START THE RECORDS
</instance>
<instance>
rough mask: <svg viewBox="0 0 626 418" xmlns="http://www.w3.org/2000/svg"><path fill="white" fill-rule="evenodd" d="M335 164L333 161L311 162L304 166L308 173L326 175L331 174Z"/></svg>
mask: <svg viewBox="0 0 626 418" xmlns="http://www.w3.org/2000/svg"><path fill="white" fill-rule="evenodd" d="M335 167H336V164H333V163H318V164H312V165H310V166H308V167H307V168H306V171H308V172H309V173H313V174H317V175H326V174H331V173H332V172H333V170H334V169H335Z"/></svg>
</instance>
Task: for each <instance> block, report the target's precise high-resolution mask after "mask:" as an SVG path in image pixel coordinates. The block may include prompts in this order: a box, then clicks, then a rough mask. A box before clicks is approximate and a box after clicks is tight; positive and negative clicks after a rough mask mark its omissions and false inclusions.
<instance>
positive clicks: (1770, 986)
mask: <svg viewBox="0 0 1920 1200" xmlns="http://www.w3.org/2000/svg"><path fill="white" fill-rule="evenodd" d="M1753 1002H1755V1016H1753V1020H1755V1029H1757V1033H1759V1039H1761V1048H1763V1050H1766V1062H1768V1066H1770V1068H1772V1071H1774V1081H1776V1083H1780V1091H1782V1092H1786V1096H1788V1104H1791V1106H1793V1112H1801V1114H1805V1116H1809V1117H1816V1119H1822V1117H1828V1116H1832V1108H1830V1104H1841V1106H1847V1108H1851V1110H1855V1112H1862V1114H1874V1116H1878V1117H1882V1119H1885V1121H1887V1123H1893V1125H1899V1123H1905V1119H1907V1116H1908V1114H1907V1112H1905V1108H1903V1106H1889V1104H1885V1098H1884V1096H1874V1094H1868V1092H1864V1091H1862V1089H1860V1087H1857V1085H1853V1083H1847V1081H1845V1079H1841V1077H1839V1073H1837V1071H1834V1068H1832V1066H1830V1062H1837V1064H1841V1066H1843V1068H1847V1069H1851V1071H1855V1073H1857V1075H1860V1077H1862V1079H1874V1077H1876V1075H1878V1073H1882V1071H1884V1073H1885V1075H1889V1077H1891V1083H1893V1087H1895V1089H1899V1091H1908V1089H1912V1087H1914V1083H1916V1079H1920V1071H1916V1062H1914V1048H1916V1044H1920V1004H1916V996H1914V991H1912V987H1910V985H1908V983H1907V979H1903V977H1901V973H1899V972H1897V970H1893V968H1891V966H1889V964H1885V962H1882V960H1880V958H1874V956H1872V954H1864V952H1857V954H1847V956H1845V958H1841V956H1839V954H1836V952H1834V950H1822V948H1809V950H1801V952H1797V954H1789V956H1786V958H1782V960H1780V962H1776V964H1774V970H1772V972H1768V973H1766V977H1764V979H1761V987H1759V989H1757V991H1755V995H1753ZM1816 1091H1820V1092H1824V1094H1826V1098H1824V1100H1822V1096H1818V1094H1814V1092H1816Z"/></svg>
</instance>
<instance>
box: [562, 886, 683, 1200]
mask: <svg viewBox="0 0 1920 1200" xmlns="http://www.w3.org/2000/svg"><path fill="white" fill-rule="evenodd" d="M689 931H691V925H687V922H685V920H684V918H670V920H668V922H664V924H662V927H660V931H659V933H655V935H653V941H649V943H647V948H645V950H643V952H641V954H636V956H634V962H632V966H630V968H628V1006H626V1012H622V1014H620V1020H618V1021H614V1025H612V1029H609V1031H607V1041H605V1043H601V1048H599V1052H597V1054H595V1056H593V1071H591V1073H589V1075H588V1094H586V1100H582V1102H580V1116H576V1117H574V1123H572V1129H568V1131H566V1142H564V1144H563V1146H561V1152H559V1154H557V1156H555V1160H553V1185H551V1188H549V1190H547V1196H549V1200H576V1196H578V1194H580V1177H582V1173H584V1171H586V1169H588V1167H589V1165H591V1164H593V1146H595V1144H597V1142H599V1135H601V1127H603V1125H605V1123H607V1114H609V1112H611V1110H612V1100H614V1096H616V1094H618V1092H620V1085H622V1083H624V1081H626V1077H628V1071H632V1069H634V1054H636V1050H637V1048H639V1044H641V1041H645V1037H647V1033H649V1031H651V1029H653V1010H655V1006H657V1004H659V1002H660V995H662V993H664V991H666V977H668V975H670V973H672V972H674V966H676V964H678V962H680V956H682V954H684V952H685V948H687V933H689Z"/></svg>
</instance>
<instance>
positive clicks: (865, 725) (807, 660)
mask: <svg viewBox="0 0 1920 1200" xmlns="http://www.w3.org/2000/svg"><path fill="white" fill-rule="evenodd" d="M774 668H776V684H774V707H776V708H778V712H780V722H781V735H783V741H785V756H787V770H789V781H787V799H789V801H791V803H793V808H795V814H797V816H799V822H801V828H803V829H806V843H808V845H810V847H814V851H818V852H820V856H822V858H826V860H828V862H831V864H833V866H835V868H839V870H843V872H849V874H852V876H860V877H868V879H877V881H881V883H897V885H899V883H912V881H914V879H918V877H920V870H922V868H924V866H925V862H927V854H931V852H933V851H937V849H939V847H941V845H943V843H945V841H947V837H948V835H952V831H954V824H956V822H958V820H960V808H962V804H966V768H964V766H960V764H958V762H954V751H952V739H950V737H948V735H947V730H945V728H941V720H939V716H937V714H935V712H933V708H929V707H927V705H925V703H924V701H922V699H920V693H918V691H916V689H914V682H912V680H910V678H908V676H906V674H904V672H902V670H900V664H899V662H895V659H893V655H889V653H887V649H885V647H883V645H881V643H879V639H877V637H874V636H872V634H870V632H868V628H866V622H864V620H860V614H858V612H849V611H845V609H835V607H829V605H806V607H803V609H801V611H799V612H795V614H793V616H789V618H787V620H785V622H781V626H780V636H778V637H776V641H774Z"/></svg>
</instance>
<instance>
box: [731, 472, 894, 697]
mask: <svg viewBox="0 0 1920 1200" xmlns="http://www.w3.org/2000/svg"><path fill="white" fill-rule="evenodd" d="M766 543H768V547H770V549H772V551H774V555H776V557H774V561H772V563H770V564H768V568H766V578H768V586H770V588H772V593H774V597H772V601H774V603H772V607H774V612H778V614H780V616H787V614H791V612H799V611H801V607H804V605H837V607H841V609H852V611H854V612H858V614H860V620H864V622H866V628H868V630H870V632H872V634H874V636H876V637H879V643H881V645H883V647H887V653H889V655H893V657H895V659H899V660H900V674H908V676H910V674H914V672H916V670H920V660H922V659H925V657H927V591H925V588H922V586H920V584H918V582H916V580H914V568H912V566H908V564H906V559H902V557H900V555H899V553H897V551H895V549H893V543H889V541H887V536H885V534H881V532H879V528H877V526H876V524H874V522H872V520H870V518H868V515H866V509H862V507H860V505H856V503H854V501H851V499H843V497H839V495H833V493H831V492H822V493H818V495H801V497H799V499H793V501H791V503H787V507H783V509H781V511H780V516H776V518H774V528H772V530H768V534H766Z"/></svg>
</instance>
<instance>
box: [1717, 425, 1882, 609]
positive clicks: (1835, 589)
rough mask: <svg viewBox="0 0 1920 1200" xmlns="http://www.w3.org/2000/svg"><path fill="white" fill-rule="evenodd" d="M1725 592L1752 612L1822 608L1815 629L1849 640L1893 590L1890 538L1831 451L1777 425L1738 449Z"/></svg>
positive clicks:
END THE RECORDS
**EXERCISE DESCRIPTION:** Transcribe all of the entries without altering anything.

**RESPONSE FOR THIS EXERCISE:**
</instance>
<instance>
rough mask: <svg viewBox="0 0 626 418" xmlns="http://www.w3.org/2000/svg"><path fill="white" fill-rule="evenodd" d="M335 164L333 161L311 162L304 166L308 173L326 175L331 174Z"/></svg>
mask: <svg viewBox="0 0 626 418" xmlns="http://www.w3.org/2000/svg"><path fill="white" fill-rule="evenodd" d="M335 167H336V164H333V163H318V164H312V165H310V166H308V167H307V168H306V171H308V172H309V173H313V174H317V175H326V174H331V173H332V172H333V170H334V169H335Z"/></svg>
</instance>
Task: for each <instance> block, report the target's precise high-resolution mask after "mask:" as an SVG path in image pixel coordinates. The block may include prompts in this order: a box, then clicks, then a rough mask. A box before clicks is approximate and a box after clicks is tight; positive and negative clicks after a rough mask mark its omissions and false inclusions.
<instance>
positive clicks: (1770, 986)
mask: <svg viewBox="0 0 1920 1200" xmlns="http://www.w3.org/2000/svg"><path fill="white" fill-rule="evenodd" d="M1753 1002H1755V1016H1753V1020H1755V1029H1757V1033H1759V1039H1761V1048H1763V1050H1766V1062H1768V1066H1770V1068H1772V1071H1774V1081H1776V1083H1780V1091H1782V1092H1786V1096H1788V1104H1791V1106H1793V1112H1801V1114H1805V1116H1809V1117H1816V1119H1822V1117H1828V1116H1832V1108H1830V1104H1841V1106H1847V1108H1851V1110H1855V1112H1862V1114H1874V1116H1878V1117H1882V1119H1885V1121H1887V1123H1893V1125H1899V1123H1905V1119H1907V1116H1908V1114H1907V1112H1905V1108H1903V1106H1889V1104H1885V1098H1884V1096H1874V1094H1868V1092H1864V1091H1862V1089H1860V1087H1857V1085H1853V1083H1847V1081H1845V1079H1841V1077H1839V1073H1837V1071H1834V1068H1832V1066H1830V1062H1837V1064H1841V1066H1843V1068H1847V1069H1851V1071H1855V1073H1857V1075H1860V1077H1862V1079H1874V1077H1876V1075H1878V1073H1882V1071H1884V1073H1885V1075H1889V1077H1891V1083H1893V1087H1895V1089H1899V1091H1908V1089H1912V1087H1914V1083H1916V1079H1920V1071H1916V1062H1914V1048H1916V1044H1920V1004H1916V996H1914V991H1912V987H1910V985H1908V983H1907V979H1903V977H1901V973H1899V972H1897V970H1893V968H1891V966H1889V964H1885V962H1882V960H1880V958H1874V956H1872V954H1864V952H1857V954H1847V956H1845V958H1841V956H1839V954H1836V952H1834V950H1822V948H1809V950H1801V952H1797V954H1789V956H1786V958H1782V960H1780V962H1776V964H1774V970H1772V972H1768V973H1766V977H1764V979H1761V987H1759V989H1757V991H1755V995H1753ZM1816 1091H1820V1092H1824V1094H1826V1098H1824V1100H1822V1096H1818V1094H1814V1092H1816Z"/></svg>
</instance>
<instance>
box: [562, 886, 683, 1200]
mask: <svg viewBox="0 0 1920 1200" xmlns="http://www.w3.org/2000/svg"><path fill="white" fill-rule="evenodd" d="M689 931H691V925H687V922H685V920H684V918H670V920H668V922H664V924H662V927H660V931H659V933H655V935H653V941H649V943H647V948H645V950H643V952H641V954H636V956H634V962H632V966H630V968H628V1006H626V1012H622V1014H620V1020H618V1021H614V1025H612V1029H609V1031H607V1041H605V1043H601V1048H599V1052H597V1054H595V1056H593V1071H591V1073H589V1075H588V1094H586V1100H582V1102H580V1116H576V1117H574V1123H572V1129H568V1131H566V1142H564V1144H563V1146H561V1152H559V1154H557V1156H555V1160H553V1185H551V1188H549V1190H547V1196H549V1200H576V1196H578V1194H580V1177H582V1173H584V1171H586V1169H588V1167H589V1165H591V1164H593V1146H595V1144H597V1142H599V1135H601V1127H603V1125H605V1123H607V1114H609V1112H611V1110H612V1100H614V1096H616V1094H618V1092H620V1085H622V1083H624V1081H626V1077H628V1071H632V1069H634V1054H636V1050H637V1048H639V1044H641V1041H645V1037H647V1033H649V1031H651V1029H653V1010H655V1006H657V1004H659V1002H660V995H662V993H664V991H666V977H668V975H670V973H672V972H674V966H676V964H678V962H680V956H682V954H684V952H685V948H687V933H689Z"/></svg>
</instance>
<instance>
positive clicks: (865, 725) (807, 660)
mask: <svg viewBox="0 0 1920 1200" xmlns="http://www.w3.org/2000/svg"><path fill="white" fill-rule="evenodd" d="M774 668H776V684H774V707H776V708H778V712H780V722H781V735H783V741H785V756H787V770H789V781H787V799H789V801H791V803H793V808H795V814H797V816H799V822H801V828H803V829H806V843H808V845H810V847H814V851H818V852H820V856H822V858H826V860H828V862H831V864H833V866H835V868H839V870H843V872H849V874H852V876H860V877H868V879H877V881H881V883H897V885H899V883H912V881H914V879H918V877H920V870H922V868H924V866H925V862H927V854H931V852H933V851H937V849H939V847H941V845H943V843H945V841H947V837H948V835H952V831H954V824H956V822H958V820H960V808H962V804H966V768H964V766H960V764H958V762H954V751H952V739H950V737H948V735H947V730H945V728H941V720H939V716H937V714H935V712H933V708H929V707H927V705H925V703H924V701H922V699H920V693H918V691H916V689H914V682H912V680H910V678H908V676H906V674H904V672H902V670H900V664H899V662H895V659H893V655H889V653H887V649H885V647H883V645H881V643H879V639H877V637H874V636H872V634H870V632H868V628H866V622H864V620H860V614H858V612H849V611H845V609H835V607H829V605H806V607H803V609H801V611H799V612H795V614H793V616H789V618H787V620H785V622H781V626H780V636H778V637H776V641H774Z"/></svg>
</instance>
<instance>
box: [731, 472, 894, 697]
mask: <svg viewBox="0 0 1920 1200" xmlns="http://www.w3.org/2000/svg"><path fill="white" fill-rule="evenodd" d="M766 543H768V547H770V549H772V551H774V555H776V557H774V561H772V563H770V564H768V568H766V578H768V586H770V588H772V593H774V597H772V601H774V603H772V607H774V612H778V614H780V616H787V614H791V612H799V611H801V607H804V605H837V607H841V609H852V611H854V612H858V614H860V620H864V622H866V628H868V630H870V632H872V634H874V636H876V637H879V643H881V645H883V647H887V653H889V655H893V657H895V659H899V660H900V674H908V676H910V674H914V672H916V670H920V660H922V659H925V657H927V591H925V588H922V586H920V584H918V582H916V580H914V568H912V566H908V564H906V559H902V557H900V555H899V553H897V551H895V549H893V543H889V541H887V536H885V534H881V532H879V528H877V526H876V524H874V522H872V520H870V518H868V515H866V509H862V507H860V505H856V503H854V501H851V499H843V497H839V495H833V493H831V492H822V493H818V495H801V497H799V499H793V501H791V503H787V507H783V509H781V511H780V516H776V518H774V528H772V530H768V534H766Z"/></svg>
</instance>
<instance>
box: [1717, 425, 1882, 609]
positive clicks: (1835, 589)
rough mask: <svg viewBox="0 0 1920 1200" xmlns="http://www.w3.org/2000/svg"><path fill="white" fill-rule="evenodd" d="M1725 592L1752 612L1822 608L1815 629L1849 640L1893 590L1890 538L1831 451L1777 425L1738 449Z"/></svg>
positive clicks:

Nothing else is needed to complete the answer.